:: Problem statement ::
Please set down the line that contains "Target: human hand" and every line below it through the last, exactly as written, with no other lines.

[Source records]
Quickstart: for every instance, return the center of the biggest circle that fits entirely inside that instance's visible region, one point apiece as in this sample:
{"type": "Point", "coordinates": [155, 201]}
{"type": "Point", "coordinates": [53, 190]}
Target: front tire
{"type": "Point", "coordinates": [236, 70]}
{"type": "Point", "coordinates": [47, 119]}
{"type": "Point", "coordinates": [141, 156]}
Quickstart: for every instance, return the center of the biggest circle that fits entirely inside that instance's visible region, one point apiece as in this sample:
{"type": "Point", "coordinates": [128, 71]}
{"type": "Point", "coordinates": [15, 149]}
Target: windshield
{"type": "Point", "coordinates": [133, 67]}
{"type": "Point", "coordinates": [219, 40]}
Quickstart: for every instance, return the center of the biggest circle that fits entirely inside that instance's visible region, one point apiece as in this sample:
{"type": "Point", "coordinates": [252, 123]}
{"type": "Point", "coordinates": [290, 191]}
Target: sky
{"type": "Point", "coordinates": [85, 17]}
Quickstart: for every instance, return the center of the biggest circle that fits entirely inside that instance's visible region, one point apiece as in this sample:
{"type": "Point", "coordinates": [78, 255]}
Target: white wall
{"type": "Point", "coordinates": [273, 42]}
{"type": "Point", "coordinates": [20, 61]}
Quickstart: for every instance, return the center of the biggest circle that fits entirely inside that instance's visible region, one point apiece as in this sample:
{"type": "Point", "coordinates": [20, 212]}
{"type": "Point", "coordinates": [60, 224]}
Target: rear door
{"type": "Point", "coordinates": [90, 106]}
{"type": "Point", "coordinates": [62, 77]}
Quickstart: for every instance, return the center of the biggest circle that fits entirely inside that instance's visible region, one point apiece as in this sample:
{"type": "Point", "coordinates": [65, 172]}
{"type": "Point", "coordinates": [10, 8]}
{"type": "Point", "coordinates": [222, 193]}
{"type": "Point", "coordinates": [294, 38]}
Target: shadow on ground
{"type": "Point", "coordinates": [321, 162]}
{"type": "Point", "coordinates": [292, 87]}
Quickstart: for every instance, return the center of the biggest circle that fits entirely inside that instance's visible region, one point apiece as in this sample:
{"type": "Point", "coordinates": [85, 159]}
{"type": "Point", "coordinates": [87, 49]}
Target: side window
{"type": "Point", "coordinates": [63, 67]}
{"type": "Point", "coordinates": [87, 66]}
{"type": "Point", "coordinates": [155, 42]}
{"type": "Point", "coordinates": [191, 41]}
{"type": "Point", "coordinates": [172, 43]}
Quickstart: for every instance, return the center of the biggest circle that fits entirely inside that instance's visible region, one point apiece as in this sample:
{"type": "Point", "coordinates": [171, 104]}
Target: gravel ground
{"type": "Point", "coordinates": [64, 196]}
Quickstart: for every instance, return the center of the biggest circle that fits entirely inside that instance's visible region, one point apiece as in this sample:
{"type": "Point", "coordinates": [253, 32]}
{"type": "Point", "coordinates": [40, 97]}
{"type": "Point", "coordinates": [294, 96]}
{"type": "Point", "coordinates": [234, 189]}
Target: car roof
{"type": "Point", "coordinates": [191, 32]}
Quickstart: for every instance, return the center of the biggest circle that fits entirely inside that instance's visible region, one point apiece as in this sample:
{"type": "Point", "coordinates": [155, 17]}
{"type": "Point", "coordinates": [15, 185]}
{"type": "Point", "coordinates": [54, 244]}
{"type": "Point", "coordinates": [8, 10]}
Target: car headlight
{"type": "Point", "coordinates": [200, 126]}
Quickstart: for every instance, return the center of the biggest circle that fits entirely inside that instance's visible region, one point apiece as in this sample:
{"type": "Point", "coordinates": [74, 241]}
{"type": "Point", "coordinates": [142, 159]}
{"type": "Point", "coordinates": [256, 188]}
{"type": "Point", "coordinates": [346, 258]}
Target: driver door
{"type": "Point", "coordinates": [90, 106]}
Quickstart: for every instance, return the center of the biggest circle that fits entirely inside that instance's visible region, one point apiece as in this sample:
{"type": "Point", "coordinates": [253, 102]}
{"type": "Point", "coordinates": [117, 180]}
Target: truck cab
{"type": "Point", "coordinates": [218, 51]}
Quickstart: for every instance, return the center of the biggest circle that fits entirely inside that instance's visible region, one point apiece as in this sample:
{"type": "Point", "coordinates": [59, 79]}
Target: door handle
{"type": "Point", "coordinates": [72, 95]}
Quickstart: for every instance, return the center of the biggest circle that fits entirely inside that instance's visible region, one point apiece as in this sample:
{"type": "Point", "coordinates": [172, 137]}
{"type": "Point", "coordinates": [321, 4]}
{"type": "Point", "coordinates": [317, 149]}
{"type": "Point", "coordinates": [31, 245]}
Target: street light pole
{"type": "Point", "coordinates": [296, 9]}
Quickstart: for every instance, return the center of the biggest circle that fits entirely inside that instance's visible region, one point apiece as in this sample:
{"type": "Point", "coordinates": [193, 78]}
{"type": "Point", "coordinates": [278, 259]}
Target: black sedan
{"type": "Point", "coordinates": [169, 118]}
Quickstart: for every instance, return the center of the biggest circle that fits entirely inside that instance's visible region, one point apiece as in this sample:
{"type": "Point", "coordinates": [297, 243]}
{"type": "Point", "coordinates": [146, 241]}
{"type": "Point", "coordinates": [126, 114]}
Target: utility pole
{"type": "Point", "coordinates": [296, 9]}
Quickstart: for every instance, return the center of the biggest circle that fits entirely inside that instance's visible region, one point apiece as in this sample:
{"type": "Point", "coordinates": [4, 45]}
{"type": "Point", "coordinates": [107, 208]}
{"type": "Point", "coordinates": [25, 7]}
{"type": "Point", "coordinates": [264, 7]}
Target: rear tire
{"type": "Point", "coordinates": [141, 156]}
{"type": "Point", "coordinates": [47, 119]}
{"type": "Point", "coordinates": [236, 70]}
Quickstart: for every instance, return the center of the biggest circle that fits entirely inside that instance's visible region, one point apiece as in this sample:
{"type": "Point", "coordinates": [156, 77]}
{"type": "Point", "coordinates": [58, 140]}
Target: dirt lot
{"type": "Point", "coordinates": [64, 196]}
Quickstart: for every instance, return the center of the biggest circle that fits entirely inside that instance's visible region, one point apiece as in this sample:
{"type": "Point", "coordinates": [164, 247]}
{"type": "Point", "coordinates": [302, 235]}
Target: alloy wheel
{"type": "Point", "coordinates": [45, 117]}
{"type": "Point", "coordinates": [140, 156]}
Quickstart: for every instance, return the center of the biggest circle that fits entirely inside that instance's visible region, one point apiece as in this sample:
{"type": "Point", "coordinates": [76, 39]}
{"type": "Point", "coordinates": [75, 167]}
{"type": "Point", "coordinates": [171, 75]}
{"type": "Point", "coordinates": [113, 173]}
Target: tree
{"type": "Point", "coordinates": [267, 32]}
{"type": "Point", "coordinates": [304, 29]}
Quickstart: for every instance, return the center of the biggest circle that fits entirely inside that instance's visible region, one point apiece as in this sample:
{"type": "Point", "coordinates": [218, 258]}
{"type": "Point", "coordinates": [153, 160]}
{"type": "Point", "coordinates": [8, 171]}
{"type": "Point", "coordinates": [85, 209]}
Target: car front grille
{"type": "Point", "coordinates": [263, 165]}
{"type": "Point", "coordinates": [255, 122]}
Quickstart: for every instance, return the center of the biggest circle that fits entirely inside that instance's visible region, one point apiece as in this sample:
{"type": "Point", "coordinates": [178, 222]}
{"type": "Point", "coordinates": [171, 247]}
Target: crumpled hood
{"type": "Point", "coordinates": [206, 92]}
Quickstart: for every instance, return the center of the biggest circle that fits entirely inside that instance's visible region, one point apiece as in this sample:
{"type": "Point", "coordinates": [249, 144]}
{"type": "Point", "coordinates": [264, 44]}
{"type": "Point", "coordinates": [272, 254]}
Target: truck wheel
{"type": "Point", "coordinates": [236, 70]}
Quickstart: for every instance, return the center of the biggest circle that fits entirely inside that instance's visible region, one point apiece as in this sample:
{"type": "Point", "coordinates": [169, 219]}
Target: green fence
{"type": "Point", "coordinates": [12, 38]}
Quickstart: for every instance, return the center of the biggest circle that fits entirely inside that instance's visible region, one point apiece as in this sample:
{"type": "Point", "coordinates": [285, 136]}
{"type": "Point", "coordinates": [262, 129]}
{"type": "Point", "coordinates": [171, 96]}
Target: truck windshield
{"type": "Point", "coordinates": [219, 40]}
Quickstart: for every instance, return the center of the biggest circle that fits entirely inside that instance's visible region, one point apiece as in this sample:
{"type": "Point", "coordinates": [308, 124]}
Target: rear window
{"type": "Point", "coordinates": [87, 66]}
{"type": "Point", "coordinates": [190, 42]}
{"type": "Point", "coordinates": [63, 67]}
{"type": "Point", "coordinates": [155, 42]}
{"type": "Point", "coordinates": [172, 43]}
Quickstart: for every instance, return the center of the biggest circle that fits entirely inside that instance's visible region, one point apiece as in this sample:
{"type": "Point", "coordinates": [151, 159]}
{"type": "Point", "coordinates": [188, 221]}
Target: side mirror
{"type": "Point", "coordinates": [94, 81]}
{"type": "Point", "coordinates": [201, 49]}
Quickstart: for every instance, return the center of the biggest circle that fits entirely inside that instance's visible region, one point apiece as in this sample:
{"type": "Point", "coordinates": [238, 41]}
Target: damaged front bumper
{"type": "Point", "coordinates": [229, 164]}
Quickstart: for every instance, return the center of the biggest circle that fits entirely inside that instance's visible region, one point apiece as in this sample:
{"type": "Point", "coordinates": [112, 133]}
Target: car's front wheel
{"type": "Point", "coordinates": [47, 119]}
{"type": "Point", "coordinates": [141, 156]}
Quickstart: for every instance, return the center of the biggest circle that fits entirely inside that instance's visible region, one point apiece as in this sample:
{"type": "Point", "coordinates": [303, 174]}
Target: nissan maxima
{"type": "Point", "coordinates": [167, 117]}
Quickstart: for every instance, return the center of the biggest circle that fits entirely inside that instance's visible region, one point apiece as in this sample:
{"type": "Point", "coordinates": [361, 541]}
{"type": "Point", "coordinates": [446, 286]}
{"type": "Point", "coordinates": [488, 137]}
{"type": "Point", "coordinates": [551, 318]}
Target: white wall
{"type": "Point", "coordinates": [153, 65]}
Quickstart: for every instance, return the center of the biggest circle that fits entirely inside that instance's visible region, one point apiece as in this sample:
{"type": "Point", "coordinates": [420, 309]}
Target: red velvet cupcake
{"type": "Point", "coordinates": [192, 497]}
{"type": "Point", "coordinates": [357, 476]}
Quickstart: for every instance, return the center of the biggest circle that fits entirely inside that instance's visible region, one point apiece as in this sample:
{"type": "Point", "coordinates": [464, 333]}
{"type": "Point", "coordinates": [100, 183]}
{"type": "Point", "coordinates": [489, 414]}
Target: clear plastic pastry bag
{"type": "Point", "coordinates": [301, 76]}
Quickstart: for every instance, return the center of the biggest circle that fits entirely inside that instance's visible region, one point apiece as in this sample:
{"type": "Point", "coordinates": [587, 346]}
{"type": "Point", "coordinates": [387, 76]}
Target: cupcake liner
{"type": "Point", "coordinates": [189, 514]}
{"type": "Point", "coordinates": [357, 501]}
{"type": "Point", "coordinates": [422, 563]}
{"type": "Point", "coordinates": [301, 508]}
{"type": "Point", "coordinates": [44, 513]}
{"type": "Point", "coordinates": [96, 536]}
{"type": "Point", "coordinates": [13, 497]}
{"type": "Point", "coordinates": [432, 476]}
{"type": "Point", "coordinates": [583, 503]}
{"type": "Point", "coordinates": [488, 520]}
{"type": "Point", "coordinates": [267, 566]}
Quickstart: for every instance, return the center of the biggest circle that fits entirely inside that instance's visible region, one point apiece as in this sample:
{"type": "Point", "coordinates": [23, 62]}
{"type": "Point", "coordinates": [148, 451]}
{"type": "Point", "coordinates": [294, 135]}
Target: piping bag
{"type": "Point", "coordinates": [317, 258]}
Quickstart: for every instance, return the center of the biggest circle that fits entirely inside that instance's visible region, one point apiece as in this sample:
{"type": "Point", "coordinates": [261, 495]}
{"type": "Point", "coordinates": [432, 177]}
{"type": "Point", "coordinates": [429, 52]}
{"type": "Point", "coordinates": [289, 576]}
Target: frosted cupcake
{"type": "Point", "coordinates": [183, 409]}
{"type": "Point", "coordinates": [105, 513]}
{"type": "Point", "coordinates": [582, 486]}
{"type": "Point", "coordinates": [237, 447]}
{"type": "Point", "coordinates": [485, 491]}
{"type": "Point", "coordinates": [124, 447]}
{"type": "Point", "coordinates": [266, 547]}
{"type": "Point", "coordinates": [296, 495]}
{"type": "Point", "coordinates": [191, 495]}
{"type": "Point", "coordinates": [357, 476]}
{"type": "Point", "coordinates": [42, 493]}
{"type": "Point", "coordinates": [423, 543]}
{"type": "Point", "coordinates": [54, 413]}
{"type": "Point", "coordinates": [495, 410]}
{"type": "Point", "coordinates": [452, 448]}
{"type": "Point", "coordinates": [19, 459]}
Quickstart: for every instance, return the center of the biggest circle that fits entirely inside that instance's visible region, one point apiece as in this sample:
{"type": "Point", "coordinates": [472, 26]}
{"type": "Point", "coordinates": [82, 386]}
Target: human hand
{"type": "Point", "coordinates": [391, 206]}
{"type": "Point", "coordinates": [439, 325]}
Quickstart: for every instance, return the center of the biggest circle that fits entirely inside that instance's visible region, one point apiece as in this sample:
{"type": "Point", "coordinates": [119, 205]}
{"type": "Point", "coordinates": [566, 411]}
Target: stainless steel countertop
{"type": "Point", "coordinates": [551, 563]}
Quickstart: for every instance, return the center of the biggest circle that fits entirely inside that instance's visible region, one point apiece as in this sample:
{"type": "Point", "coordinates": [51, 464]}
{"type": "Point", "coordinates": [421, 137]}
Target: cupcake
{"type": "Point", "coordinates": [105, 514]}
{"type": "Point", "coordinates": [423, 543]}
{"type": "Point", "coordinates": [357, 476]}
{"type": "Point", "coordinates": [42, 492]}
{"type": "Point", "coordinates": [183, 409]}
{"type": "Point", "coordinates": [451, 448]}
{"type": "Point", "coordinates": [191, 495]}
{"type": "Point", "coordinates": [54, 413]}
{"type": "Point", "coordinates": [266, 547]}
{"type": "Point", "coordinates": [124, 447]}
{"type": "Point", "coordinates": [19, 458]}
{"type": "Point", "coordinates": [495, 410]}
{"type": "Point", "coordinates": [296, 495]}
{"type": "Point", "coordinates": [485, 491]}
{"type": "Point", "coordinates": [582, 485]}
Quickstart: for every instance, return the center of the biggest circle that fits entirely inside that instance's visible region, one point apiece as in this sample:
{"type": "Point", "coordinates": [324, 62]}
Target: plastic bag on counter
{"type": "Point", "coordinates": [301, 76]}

:: Written solution ::
Target: human hand
{"type": "Point", "coordinates": [391, 206]}
{"type": "Point", "coordinates": [439, 325]}
Quickstart: for every instance, return the center of the biggest circle that fits entirely inside that instance's visible region, one point apiece as in this sample:
{"type": "Point", "coordinates": [119, 205]}
{"type": "Point", "coordinates": [566, 411]}
Target: stainless steel countertop
{"type": "Point", "coordinates": [551, 563]}
Quickstart: for every instance, return the center of the biggest circle that fits entirely inside that instance's visible region, one point apiece as in this sample:
{"type": "Point", "coordinates": [51, 464]}
{"type": "Point", "coordinates": [421, 137]}
Target: cupcake
{"type": "Point", "coordinates": [105, 514]}
{"type": "Point", "coordinates": [423, 543]}
{"type": "Point", "coordinates": [357, 476]}
{"type": "Point", "coordinates": [42, 492]}
{"type": "Point", "coordinates": [183, 409]}
{"type": "Point", "coordinates": [451, 448]}
{"type": "Point", "coordinates": [191, 495]}
{"type": "Point", "coordinates": [54, 413]}
{"type": "Point", "coordinates": [266, 547]}
{"type": "Point", "coordinates": [124, 447]}
{"type": "Point", "coordinates": [19, 458]}
{"type": "Point", "coordinates": [495, 410]}
{"type": "Point", "coordinates": [296, 495]}
{"type": "Point", "coordinates": [485, 491]}
{"type": "Point", "coordinates": [582, 485]}
Quickstart: for every instance, return the center of the biggest circle that fits entirely inside that instance's visible region, one point apiece as in this sample:
{"type": "Point", "coordinates": [324, 62]}
Target: plastic bag on counter
{"type": "Point", "coordinates": [301, 76]}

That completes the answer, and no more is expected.